Supporting the children of Honduras
and their families since 1973
Jenny Smith School

Jenny Smith played a large part in the day to day running of CH Trust. Sadly she died in August 2018, after a short illness. Her responsibilities included recording all the financial transactions and the preparation of the accounts for us. She was also responsible for the child educational sponsorship that we ran, offering the chance of education to children from very poor families. In these ways she has helped CH Trust to function, resulting in many changed lives. Over the years she has also been instrumental in providing help to thousands as she helped sort and pack goods for the container shipments we sent out annually to Honduras until 2015.
With money raised in memory of Jenny, we sought a project that reflected her work in Honduras. Cesar proposed the building a desperately needed school in Pasado Grande. This village is to the south of Valle de Angeles (the place where CH Trust started work 47 years ago).

Every child deserves the opportunity to receive an education. It is hard to imagine the frustration of parents who are too poor to provide what is necessary for their children to enjoy the basic right of an education.
Over the years three adjacent villages, one of which is Pasado Grande, had approached the government to ask for a school for their children. Although sympathetic, the government required the local authority to provide the money to build the school. This rural area is very poor area and unable to raise the necessary funds. Neither did they have any contacts to help them. As a result, many of the parents and their children have received no primary education and cannot read or write. Even in Honduras, this carries a social stigma as well as individual lack of self-esteem. Some local children have managed to receive an education by walking for one and a half hours to a school in another area. Unfortunately, they were told that this could not continue this year because the school is fully subscribed from its own catchment area. How the children and parents felt when they were told there was to be no more lessons is hard to imagine. It was in this scenario that Cesar proposed the building of a school as a project to use the money given in memory of Jenny in a way that provided a fitting tribute to her contribution to the children of Honduras. The proposed school was to be named after Jenny Smith.
━━━━━━━━━━━━━━━━━━━━
> _The tasks_:
**1.** In the passage about the Jenny Smith School, replace "container shipments" with "cargo shipments" and write out the section starting with "Jenny Smith played" and going on through "Honduras until 2015.".
**2.** Write the next part of the passage about the Jenny Smith School.

> _Material provided_:
━━━━━━━━━━━━━━━━━━━━
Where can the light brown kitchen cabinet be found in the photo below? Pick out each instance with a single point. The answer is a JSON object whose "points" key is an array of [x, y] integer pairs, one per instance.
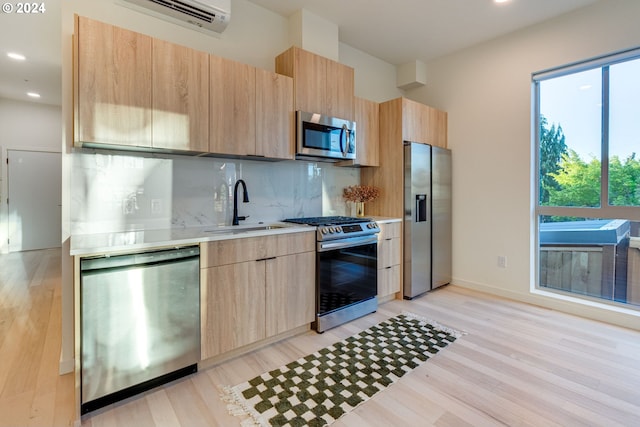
━━━━━━━━━━━━━━━━━━━━
> _Written responses_:
**1.**
Jenny Smith played a large part in the day to day running of CH Trust. Sadly she died in August 2018, after a short illness. Her responsibilities included recording all the financial transactions and the preparation of the accounts for us. She was also responsible for the child educational sponsorship that we ran, offering the chance of education to children from very poor families. In these ways she has helped CH Trust to function, resulting in many changed lives. Over the years she has also been instrumental in providing help to thousands as she helped sort and pack goods for the cargo shipments we sent out annually to Honduras until 2015.

**2.**
Thus, the money given for Jenny was released to start what has now turned out to be a much bigger on-going project rather than that originally envisaged. The initial proposal started as a one classroom school. However, the local Mayor and council decided to offer a much bigger site with the request to build two large, rather than one modest, classrooms. The site was difficult in that it was located on a severely sloped hillside. The extra cost involved was recognized, with need for additional fund raising. However, the opportunity offered by the new proposal was deemed to be to be achievable and not to be missed. The school was started in December after official permission was granted.
Thus, the school we started to build in memory of Jenny Smith has taken on a life of its own. We have had to build rather more and quicker than we expected to allow the children to start school in the first week of the new school year in a safe environment.
It has been a race to get the school sufficiently complete for the children to attend at the beginning of the school year (the first week of February). Members of the village have helped by providing some of the unskilled labour.
The build itself has been challenging due to the steep angle of the land requiring substantial foundations and retaining walls to keep the construction secure on the mountainside, especially when the annual storm rains arrive. The playground is also split level, in sympathy with the land slope, with a five-foot retaining wall dividing the two areas.

I am delighted to announce that it has been possible to get the classrooms finished so that the children could start the new school year. However, if you look closely at the photograph you can see building supplies stacked behind them as the construction continues. There is still a lot to do.
To enable school to start they had to complete the two toilets, a wash pila and a plastic water tank to supply the toilets. The bigger challenge was building a large septic tank, as there is no mains sewage system in the area. There is still much to do but the children do have a school, albeit still an ongoing building site. Here they will receive a basic education which is accessible to every child in the area.

We still need to raise funds to deliver outstanding features such as, perimeter walls, gates and a number of other school needs including flattening a section of land for the school vegetable garden.

The official name of the school, which can never be changed,
is:- Centro de Educacion Basica Gubernamental Proheco ‘Jenny Smith’

The school is now operational, with 41 children and two teachers. As it is a very poor area, we are offering educational sponsorship to those children who need it. This provides the uniform and all the other items needed for school, an otherwise new and unplanned expense for many of these families. Sponsorship is a one off payment of £60 per child for the school year.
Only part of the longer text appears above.